Referring expression grounding data
[Start of section]

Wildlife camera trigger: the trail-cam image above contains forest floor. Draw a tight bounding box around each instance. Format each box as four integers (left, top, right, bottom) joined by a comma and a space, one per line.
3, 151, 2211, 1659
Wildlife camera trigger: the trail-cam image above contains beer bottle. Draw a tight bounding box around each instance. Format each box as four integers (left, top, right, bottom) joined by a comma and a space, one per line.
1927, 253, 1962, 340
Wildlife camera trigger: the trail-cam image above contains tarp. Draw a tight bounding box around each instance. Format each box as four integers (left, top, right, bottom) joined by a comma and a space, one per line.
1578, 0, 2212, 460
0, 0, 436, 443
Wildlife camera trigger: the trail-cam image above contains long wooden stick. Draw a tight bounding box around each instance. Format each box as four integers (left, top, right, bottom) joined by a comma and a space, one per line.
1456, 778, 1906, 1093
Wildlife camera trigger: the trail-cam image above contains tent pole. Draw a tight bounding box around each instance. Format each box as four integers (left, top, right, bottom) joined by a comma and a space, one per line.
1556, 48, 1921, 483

[End of section]

» THE TASK
Set down exactly the lines from the one that contains "above contains tarp." to the final line above, both included, and nothing more.

» TASK SOLUTION
Wildlife camera trigger: the trail-cam image above contains tarp. Draw a tight bounding box around each instance. Format each box as four integers (left, top, right, bottom) joined by a comma and a space, one per line.
1578, 0, 2212, 460
0, 0, 436, 443
Wildlife camera trigger: the trail-cam image above contains long wooden stick. Draw a tight bounding box around each instance. Format each box as four integers (left, top, right, bottom) joined by a comma and a space, one per line.
1456, 778, 1906, 1093
Wildlife camera trigger: the trail-cam image above contains tent pole. Draw a tight bounding box around each instance. Format each box as four integers (left, top, right, bottom) joined by a comma and a space, one per line.
1556, 48, 1921, 483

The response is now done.